> **Directions for this task**:
Give back the whole listing exactly as it is written.
===== Data for processing =====
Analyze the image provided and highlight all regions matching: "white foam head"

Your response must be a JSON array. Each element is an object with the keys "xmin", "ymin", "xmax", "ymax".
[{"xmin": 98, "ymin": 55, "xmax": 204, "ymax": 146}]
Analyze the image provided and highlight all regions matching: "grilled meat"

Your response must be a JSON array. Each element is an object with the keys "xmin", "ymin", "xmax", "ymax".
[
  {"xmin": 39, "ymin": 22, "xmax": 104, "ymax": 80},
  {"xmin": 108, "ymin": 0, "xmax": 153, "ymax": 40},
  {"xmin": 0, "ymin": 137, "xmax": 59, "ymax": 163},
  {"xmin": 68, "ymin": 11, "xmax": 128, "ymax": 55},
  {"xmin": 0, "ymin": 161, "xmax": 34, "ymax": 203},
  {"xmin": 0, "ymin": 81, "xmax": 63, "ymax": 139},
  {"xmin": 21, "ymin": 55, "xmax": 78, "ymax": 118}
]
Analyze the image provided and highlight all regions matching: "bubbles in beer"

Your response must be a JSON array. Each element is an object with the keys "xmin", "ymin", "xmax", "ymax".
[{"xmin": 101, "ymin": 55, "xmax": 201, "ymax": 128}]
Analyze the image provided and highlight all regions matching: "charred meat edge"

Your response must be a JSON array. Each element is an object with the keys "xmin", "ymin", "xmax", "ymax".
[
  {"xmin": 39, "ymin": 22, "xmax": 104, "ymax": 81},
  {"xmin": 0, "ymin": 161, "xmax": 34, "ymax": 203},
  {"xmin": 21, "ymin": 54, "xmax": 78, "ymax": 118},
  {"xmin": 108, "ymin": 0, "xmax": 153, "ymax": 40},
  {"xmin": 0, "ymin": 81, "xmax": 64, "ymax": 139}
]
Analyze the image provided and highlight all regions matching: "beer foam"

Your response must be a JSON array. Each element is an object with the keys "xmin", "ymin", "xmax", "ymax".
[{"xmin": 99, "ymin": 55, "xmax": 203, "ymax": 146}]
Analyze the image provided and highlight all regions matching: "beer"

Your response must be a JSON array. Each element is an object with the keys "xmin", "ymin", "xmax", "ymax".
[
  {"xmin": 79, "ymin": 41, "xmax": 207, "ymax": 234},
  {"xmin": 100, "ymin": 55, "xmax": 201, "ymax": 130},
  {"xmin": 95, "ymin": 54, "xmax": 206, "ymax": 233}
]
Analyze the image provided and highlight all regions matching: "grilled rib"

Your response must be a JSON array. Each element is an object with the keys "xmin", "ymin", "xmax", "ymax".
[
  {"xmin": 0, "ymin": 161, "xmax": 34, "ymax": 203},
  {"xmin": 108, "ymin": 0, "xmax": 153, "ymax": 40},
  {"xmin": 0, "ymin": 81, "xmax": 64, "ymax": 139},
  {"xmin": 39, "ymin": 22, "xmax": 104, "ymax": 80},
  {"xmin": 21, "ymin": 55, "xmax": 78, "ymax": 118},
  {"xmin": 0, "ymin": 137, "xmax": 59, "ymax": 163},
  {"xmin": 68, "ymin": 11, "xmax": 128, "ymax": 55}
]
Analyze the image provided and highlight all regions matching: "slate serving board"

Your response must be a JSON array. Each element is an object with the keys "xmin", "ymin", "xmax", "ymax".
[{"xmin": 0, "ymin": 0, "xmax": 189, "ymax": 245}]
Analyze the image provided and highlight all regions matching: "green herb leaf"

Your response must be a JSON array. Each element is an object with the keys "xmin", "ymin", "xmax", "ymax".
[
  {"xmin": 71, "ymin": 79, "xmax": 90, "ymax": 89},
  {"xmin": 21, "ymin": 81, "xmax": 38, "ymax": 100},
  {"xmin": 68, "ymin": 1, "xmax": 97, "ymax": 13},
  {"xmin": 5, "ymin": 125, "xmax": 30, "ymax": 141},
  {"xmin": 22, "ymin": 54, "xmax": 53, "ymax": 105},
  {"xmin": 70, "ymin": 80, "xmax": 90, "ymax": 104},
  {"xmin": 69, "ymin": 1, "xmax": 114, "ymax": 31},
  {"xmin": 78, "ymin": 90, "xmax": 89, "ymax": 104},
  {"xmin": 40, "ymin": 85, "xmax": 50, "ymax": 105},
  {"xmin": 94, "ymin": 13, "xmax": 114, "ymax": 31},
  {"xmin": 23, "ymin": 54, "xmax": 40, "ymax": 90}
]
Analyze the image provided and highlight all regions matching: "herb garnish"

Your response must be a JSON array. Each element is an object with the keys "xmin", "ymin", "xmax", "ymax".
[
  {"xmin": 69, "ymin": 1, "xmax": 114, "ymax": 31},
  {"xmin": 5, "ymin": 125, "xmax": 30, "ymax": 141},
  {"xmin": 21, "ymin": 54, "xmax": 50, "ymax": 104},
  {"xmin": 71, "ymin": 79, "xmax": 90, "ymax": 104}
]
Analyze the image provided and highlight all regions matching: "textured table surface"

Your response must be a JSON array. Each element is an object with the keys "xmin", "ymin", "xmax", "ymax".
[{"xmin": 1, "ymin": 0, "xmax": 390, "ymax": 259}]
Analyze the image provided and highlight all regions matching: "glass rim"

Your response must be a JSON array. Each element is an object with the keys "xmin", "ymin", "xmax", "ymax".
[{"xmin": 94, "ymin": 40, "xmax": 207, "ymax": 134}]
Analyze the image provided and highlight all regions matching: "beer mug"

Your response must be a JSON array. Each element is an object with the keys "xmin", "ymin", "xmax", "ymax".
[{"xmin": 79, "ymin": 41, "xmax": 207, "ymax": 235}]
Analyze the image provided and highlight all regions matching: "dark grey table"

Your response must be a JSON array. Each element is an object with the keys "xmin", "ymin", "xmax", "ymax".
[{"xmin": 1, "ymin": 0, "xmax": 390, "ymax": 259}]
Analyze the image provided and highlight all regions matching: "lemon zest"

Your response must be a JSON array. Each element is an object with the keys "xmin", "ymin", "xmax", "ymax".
=====
> **Reply**:
Analyze the image provided and highlight all regions matching: "white foam head"

Your response must be a JSON array. Each element is an object with the keys "xmin", "ymin", "xmax", "ymax".
[{"xmin": 98, "ymin": 55, "xmax": 204, "ymax": 146}]
Analyze the image provided and highlight all regions matching: "grilled meat"

Your response must be a JSON array. Each element is an object with the keys "xmin", "ymin", "xmax", "ymax".
[
  {"xmin": 39, "ymin": 22, "xmax": 104, "ymax": 80},
  {"xmin": 108, "ymin": 0, "xmax": 153, "ymax": 40},
  {"xmin": 0, "ymin": 137, "xmax": 59, "ymax": 163},
  {"xmin": 68, "ymin": 11, "xmax": 128, "ymax": 55},
  {"xmin": 0, "ymin": 161, "xmax": 34, "ymax": 203},
  {"xmin": 0, "ymin": 81, "xmax": 63, "ymax": 139},
  {"xmin": 21, "ymin": 55, "xmax": 78, "ymax": 118}
]
Analyze the image provided and highlight all regions matching: "bubbles in beer"

Your response must be a JSON array. Each element is an object with the keys "xmin", "ymin", "xmax", "ymax".
[{"xmin": 101, "ymin": 55, "xmax": 201, "ymax": 128}]
Analyze the image provided and highlight all regions matching: "charred meat edge"

Your response must be a JSON array. Each element is an object with the keys "xmin", "ymin", "xmax", "ymax".
[
  {"xmin": 39, "ymin": 22, "xmax": 104, "ymax": 81},
  {"xmin": 0, "ymin": 161, "xmax": 34, "ymax": 203},
  {"xmin": 21, "ymin": 54, "xmax": 78, "ymax": 118},
  {"xmin": 108, "ymin": 0, "xmax": 153, "ymax": 40},
  {"xmin": 0, "ymin": 81, "xmax": 64, "ymax": 139}
]
Analyze the image provided and highlight all regions matching: "beer foam"

Your response must be a JSON array. Each element is an object with the keys "xmin", "ymin", "xmax", "ymax".
[{"xmin": 99, "ymin": 55, "xmax": 203, "ymax": 146}]
Analyze the image provided and highlight all regions matching: "beer"

Your response must be a JSON array. Each element is an object with the keys "xmin", "ymin", "xmax", "ymax".
[
  {"xmin": 79, "ymin": 41, "xmax": 207, "ymax": 234},
  {"xmin": 100, "ymin": 55, "xmax": 201, "ymax": 130},
  {"xmin": 95, "ymin": 54, "xmax": 206, "ymax": 233}
]
Analyze the image provided and highlight all regions matching: "grilled rib"

Your response must be a JSON array. Each element is an object with the keys "xmin", "ymin", "xmax", "ymax".
[
  {"xmin": 0, "ymin": 161, "xmax": 34, "ymax": 203},
  {"xmin": 108, "ymin": 0, "xmax": 153, "ymax": 40},
  {"xmin": 0, "ymin": 81, "xmax": 64, "ymax": 139},
  {"xmin": 39, "ymin": 22, "xmax": 104, "ymax": 80},
  {"xmin": 21, "ymin": 55, "xmax": 78, "ymax": 118},
  {"xmin": 0, "ymin": 137, "xmax": 59, "ymax": 163},
  {"xmin": 68, "ymin": 11, "xmax": 128, "ymax": 55}
]
Analyze the image provided and highlight all regions matching: "slate serving board"

Your response must be a JSON array. Each element is an object with the keys "xmin", "ymin", "xmax", "ymax".
[{"xmin": 0, "ymin": 0, "xmax": 189, "ymax": 245}]
Analyze the image provided and highlight all regions matching: "green herb leaf"

Your response must be a JSON array. Each element is an object with the keys "xmin", "ymin", "xmax", "ymax".
[
  {"xmin": 71, "ymin": 79, "xmax": 90, "ymax": 89},
  {"xmin": 21, "ymin": 81, "xmax": 38, "ymax": 100},
  {"xmin": 68, "ymin": 1, "xmax": 97, "ymax": 13},
  {"xmin": 5, "ymin": 125, "xmax": 30, "ymax": 141},
  {"xmin": 22, "ymin": 54, "xmax": 53, "ymax": 105},
  {"xmin": 70, "ymin": 80, "xmax": 90, "ymax": 104},
  {"xmin": 69, "ymin": 1, "xmax": 114, "ymax": 31},
  {"xmin": 78, "ymin": 90, "xmax": 89, "ymax": 104},
  {"xmin": 40, "ymin": 85, "xmax": 50, "ymax": 105},
  {"xmin": 94, "ymin": 13, "xmax": 114, "ymax": 31},
  {"xmin": 23, "ymin": 54, "xmax": 40, "ymax": 90}
]
Analyze the image provided and highlight all regions matching: "herb garnish"

Your response must be a JSON array. Each element is an object with the keys "xmin", "ymin", "xmax", "ymax".
[
  {"xmin": 69, "ymin": 1, "xmax": 114, "ymax": 31},
  {"xmin": 5, "ymin": 125, "xmax": 30, "ymax": 141},
  {"xmin": 21, "ymin": 54, "xmax": 50, "ymax": 104},
  {"xmin": 71, "ymin": 79, "xmax": 90, "ymax": 104}
]
Analyze the image provided and highlight all regions matching: "textured table surface"

Your response must be a JSON array. Each element is an object with the keys "xmin", "ymin", "xmax", "ymax".
[{"xmin": 1, "ymin": 0, "xmax": 390, "ymax": 259}]
Analyze the image provided and highlight all regions matching: "glass rim"

Your response must be a JSON array. Each element is an object with the keys "xmin", "ymin", "xmax", "ymax".
[{"xmin": 94, "ymin": 40, "xmax": 207, "ymax": 134}]
Analyze the image provided and highlight all regions matching: "beer mug"

Your response must be a JSON array. Each element is an object with the keys "xmin", "ymin", "xmax", "ymax".
[{"xmin": 79, "ymin": 41, "xmax": 207, "ymax": 235}]
Analyze the image provided and highlight all regions matching: "dark grey table"

Your response must be a JSON array. Each element is an object with the keys "xmin", "ymin", "xmax", "ymax".
[{"xmin": 1, "ymin": 0, "xmax": 390, "ymax": 259}]
Analyze the image provided and highlight all regions matching: "lemon zest"

Your response must be a JSON array. Each element is an object with the keys "xmin", "ymin", "xmax", "ymax".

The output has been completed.